*** Opening TEXT BLOCK ***
5 Reading in Vector Data

We will use the R package sf for handling vector data. You will have to download and install this package from the CRAN repository (review section 4.10 of the MUN Biology R manual if need a reminder of how to do this).

library(sf)

To plot the data (i.e., make a map) we will also need the package ggplot2, so make sure to load and install that as well.

library(ggplot2)

Download the folder “HARV” to your working directory. If you do not remember how to check, and set your working directory, review section 4.2. This folder contains data from the Harvard Research Forest. The vector data include a point file that represents sampling points, a line file that is the boundary of the resarch forest, and two polygon files that show the boundary of the research forest and the soil regions.

We read these files in in a similar way as you read in a file like a csv file, but instead of using read.csv we use st_read()

Read in the boundary shapefile (recognizable by the .shp extension) for the Harvard forest

HARV_boundary <- st_read("HARV/harv_boundary.shp")

## Reading layer `harv_boundary' from data source `C:\Users\ywiersma\Documents\BIOL4651\GIS_R_manual\ConservationGIS\HARV\harv_boundary.shp' using driver `ESRI Shapefile'
## Simple feature collection with 1 feature and 8 fields
## geometry type:  MULTIPOLYGON
## dimension:      XY
## bbox:           xmin: 730167.7 ymin: 4712097 xmax: 732532.1 ymax: 4714961
## projected CRS:  WGS 84 / UTM zone 18N

Read in the the soil region shapefile for the Harvard forest

HARV_soils <- st_read("HARV/harv_soils.shp")
*** Closing TEXT BLOCK ***
*** Opening EXCERPTED DATA ***
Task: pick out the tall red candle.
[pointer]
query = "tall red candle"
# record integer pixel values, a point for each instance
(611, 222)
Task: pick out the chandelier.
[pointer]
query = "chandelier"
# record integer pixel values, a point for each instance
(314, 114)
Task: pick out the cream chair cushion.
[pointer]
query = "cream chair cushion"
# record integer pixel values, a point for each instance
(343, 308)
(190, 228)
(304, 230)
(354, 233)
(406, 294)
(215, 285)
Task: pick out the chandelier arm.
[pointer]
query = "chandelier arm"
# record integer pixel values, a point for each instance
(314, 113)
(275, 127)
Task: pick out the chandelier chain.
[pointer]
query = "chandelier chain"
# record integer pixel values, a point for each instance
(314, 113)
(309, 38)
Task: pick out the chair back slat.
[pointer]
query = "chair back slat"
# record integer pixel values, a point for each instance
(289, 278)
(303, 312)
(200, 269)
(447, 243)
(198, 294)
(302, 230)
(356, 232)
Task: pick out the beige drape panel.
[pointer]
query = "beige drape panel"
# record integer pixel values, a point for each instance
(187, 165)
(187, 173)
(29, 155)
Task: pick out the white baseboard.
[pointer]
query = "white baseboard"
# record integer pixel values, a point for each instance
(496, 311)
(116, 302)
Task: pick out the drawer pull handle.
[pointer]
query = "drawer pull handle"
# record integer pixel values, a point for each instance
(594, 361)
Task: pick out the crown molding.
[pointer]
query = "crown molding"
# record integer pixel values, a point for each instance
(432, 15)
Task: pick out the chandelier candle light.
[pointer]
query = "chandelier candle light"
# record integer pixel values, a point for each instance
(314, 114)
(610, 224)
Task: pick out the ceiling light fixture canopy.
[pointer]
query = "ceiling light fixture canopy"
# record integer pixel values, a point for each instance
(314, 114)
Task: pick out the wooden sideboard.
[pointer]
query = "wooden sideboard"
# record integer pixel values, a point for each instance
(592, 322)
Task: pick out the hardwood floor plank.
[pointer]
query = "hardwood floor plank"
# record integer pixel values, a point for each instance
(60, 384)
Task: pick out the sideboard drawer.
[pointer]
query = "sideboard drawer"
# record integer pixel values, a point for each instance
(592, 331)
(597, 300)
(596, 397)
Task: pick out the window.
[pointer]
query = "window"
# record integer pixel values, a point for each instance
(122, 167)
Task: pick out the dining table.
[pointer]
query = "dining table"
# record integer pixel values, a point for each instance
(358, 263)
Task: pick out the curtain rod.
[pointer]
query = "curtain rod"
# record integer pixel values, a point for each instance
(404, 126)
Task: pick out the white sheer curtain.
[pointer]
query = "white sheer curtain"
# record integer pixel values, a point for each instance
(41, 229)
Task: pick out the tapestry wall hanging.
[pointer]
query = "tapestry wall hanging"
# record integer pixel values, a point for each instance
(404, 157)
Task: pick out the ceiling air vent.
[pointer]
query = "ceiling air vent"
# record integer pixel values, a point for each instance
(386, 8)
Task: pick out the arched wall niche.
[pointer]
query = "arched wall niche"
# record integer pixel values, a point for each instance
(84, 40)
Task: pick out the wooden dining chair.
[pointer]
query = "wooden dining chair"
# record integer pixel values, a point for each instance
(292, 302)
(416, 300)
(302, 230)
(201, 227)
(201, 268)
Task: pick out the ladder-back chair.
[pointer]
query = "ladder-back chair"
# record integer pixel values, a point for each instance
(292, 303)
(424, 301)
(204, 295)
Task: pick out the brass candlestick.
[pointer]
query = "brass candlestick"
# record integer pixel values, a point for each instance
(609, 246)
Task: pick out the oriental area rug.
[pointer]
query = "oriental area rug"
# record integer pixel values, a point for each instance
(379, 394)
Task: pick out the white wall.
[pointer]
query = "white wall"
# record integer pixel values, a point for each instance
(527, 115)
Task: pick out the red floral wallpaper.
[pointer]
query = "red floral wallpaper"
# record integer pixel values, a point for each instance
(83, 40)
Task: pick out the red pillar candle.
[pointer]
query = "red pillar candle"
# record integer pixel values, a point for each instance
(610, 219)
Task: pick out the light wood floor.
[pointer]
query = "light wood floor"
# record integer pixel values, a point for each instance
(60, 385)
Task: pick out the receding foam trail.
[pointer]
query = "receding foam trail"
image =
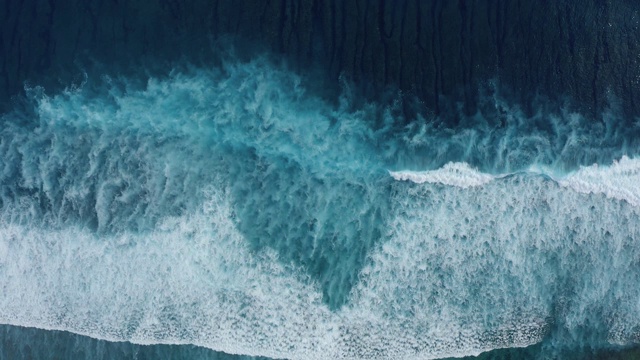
*** Closing EXCERPTED DATA ***
* TASK BRIEF *
Copy the vector data tutorial word for word, between "library(ggplot2)" and "we use st_read()", inclusive.

* REPLY *
library(ggplot2)

Download the folder “HARV” to your working directory. If you do not remember how to check, and set your working directory, review section 4.2. This folder contains data from the Harvard Research Forest. The vector data include a point file that represents sampling points, a line file that is the boundary of the resarch forest, and two polygon files that show the boundary of the research forest and the soil regions.

We read these files in in a similar way as you read in a file like a csv file, but instead of using read.csv we use st_read()